* Exercise aim *
Reproduce the records below in full and exactly, without their images.

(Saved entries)
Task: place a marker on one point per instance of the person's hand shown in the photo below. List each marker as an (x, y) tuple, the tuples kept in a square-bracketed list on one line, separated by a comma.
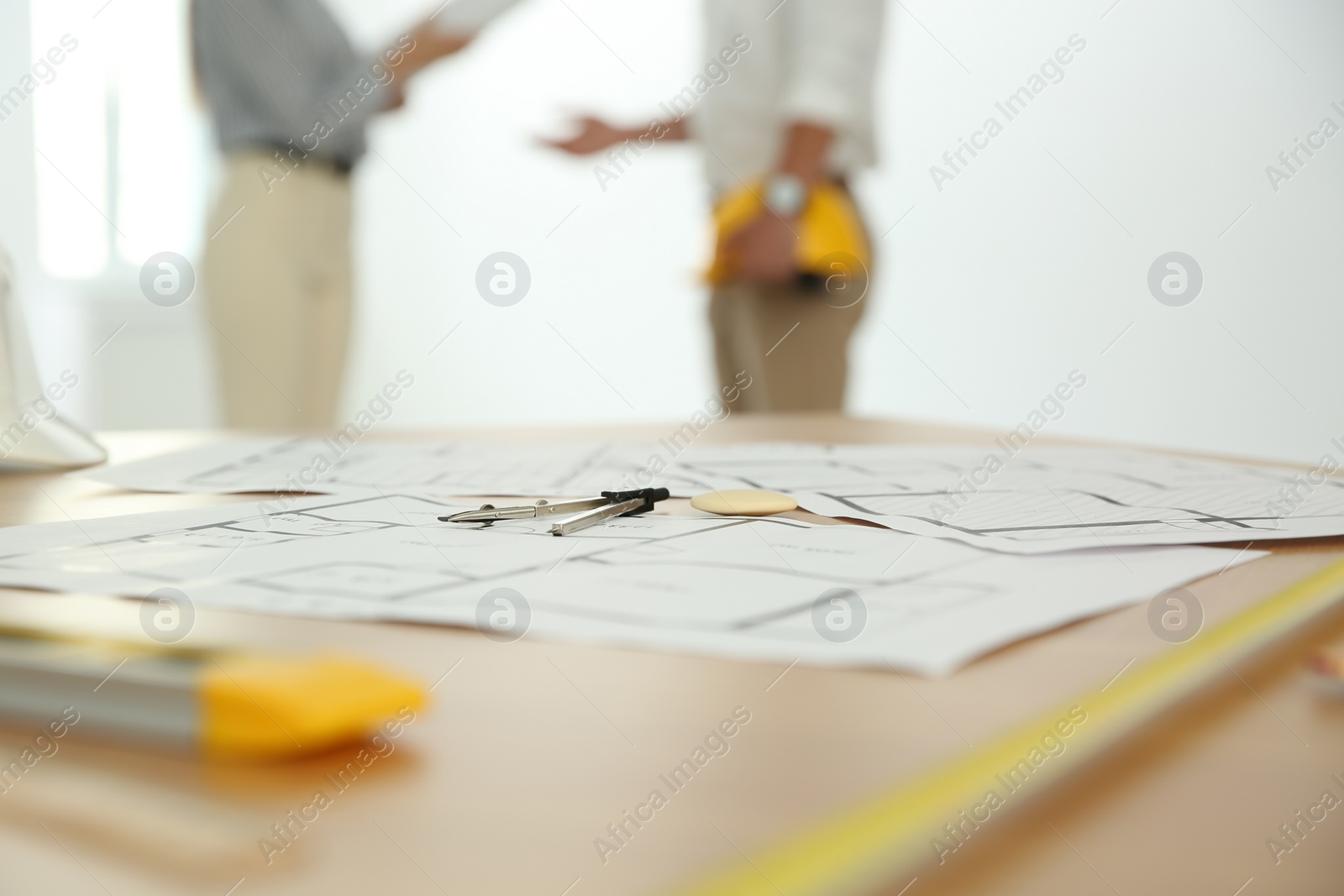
[(396, 96), (765, 250), (593, 136), (436, 43), (429, 43)]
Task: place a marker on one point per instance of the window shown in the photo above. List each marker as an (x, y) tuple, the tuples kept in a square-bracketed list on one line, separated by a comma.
[(118, 141)]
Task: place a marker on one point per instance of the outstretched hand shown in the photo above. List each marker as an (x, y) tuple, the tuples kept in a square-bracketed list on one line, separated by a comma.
[(593, 136)]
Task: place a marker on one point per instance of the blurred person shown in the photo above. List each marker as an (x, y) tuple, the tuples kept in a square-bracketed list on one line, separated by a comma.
[(784, 110), (291, 101)]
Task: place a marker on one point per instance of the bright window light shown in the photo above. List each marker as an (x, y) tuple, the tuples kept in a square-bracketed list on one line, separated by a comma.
[(118, 136), (71, 139)]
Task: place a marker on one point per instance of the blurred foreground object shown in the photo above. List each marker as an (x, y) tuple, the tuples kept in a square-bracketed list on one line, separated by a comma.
[(222, 705), (31, 432)]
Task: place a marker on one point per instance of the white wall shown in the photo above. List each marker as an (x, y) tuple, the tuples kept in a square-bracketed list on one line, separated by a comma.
[(991, 291)]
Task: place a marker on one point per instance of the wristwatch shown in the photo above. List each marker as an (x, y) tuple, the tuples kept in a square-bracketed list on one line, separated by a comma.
[(785, 195)]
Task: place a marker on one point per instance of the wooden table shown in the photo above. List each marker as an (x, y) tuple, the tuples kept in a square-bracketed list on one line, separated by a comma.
[(533, 748)]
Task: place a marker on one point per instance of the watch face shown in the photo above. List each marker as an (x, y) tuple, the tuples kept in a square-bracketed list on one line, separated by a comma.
[(785, 195)]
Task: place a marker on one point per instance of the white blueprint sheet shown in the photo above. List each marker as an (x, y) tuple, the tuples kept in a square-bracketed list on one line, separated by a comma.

* Problem solution *
Task: place a marker on one point per instance of the person's hand shown in the photo below. List each marker as an (x, y) tuple, the tuples kept in a square-bracketed list on one line, separated by a comma.
[(396, 96), (765, 250), (593, 136), (436, 43), (429, 43)]
Task: place a marker on one point per instance of the window shown in the photo above. List each marker as an (x, y) tuple, the tuples kept in a square-bracketed list on one line, separated by a comma.
[(118, 141)]
Task: place a marker on one point per instance of the outstretched hand shown in the photo above. List each marker as an (x, y) tuple, the tuples kept in a square-bracketed list on one line, separated by a comma.
[(593, 136)]
Task: place a marker on one point per instance of the blurred person shown in the photo above. List each marker as an (x, y) tuple, the tuples kept in a square-bracketed list on one line, separated by a comma.
[(784, 110), (291, 101)]
Task: place a marker on one point per instance of the bright window light shown in the photo above. List each marker as an (x, y) tuple, the tuples kept in a square-bracketed list on one line, separated by a comma.
[(118, 136), (71, 139)]
Task: place a marker on one point per instance of the blurred foreground object shown in the photo above. List each marker as an (x, y) tuple, the tuples kept in a square-bracketed list on one line, separated by a comma.
[(222, 705), (31, 432)]
Task: place a marker on one point per instance of the white wall shown in the photo above. List each marker as an (x, y) tuple, the tuples kept in a square-bracketed list on one line, separated by a comma.
[(991, 291)]
Task: place a marker on one point per instance of the wristwatch shown in the photo above. List each marker as an (x, y) tuple, the tuples kept in a square-bracketed list on one line, separated by a comma.
[(785, 195)]
Task: place a marker on one point per instance of the wooden table shown in the photo above. List each marker as an (x, y) tuple, the tuples kept in a square-bracketed list on one line, separated by a comma.
[(533, 748)]
Task: place a marker on one point per instance of the watch face shown in the photo above. List each marker as an (x, y) tuple, the tuples kept in a square-bracketed list on one line, separated by a comma.
[(785, 195)]
Task: place a marker on one point per instance of the white blueprint sheet shown in the photo above. List each marker as an (x, y) tuple, the tuples kept in a square-bracketed list on one line, separated by a comma.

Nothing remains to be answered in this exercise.